### [PROBLEM STATEMENT]
Find the line containing "written like (276,329).". Retype it and every line after it through the end of the entries, exactly as written, with nothing added.

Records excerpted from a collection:
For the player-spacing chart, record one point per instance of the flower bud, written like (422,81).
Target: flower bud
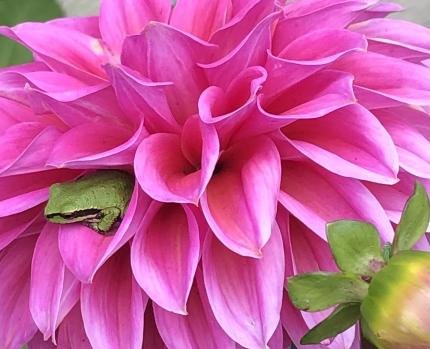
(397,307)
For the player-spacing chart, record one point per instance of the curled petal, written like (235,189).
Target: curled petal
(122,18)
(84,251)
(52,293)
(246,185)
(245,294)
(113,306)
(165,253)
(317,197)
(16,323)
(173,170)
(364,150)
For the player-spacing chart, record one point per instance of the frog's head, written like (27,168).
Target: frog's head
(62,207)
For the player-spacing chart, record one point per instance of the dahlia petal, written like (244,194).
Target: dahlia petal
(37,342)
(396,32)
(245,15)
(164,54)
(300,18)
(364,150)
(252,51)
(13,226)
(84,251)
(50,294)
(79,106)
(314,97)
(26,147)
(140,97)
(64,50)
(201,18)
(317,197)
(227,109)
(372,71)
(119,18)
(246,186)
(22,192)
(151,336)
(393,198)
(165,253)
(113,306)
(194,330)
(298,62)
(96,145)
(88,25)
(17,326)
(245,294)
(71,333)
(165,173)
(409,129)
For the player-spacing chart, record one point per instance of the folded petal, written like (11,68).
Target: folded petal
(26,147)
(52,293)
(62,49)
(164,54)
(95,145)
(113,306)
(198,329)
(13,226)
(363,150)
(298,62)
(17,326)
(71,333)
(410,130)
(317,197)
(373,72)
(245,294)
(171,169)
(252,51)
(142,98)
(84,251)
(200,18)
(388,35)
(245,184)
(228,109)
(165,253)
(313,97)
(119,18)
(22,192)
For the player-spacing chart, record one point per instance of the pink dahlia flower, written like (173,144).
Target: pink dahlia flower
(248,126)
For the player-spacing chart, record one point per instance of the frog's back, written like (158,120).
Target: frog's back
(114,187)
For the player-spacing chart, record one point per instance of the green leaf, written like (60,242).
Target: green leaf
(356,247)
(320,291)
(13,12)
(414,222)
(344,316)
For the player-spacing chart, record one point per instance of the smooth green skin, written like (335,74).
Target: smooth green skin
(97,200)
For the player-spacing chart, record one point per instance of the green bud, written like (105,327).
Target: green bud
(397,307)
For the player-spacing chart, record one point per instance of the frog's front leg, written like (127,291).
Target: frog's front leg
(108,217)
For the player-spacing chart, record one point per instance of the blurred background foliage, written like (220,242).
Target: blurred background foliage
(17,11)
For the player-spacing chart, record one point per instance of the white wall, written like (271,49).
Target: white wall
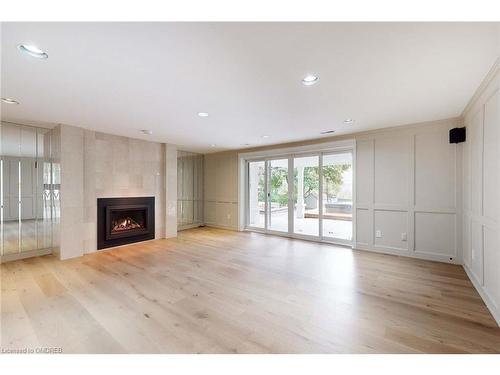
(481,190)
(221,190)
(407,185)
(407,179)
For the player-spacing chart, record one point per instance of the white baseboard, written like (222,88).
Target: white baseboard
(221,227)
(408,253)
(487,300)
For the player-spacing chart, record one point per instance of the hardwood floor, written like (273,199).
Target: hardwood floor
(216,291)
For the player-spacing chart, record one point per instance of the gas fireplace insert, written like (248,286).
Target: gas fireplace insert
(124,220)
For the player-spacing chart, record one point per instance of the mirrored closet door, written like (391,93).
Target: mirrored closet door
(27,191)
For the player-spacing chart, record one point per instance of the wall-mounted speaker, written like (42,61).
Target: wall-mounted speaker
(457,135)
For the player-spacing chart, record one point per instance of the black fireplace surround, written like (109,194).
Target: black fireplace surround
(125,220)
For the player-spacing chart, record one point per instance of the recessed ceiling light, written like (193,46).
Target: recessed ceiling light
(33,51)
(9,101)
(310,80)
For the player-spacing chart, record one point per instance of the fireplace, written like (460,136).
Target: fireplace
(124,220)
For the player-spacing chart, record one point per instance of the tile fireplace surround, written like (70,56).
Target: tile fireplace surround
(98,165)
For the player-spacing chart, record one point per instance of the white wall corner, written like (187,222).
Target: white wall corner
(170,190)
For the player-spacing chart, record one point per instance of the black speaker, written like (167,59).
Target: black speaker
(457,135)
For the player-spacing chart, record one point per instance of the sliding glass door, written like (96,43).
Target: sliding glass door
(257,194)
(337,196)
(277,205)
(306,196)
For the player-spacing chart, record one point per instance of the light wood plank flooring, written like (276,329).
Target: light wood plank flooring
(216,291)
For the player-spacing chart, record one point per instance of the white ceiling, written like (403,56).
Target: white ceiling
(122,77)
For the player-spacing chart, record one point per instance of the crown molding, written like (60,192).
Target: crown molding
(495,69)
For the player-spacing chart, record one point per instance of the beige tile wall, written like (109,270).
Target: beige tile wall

### [CORRECT RESPONSE]
For the player-spacing chart, record one point per instance of the light wood plank flooring, written like (276,329).
Target: light wood plank flooring
(216,291)
For the player-spacing chart, record one point per instance of the white ceiling, written like (403,56).
Target: white ceiling
(122,77)
For the player-spacing chart, record one point per instance of the crown molding, written like (60,192).
Target: crown molding
(495,69)
For the player-spacing chart, record one point per instance of the beige tile wall, written like (109,270).
Target: beige tile wall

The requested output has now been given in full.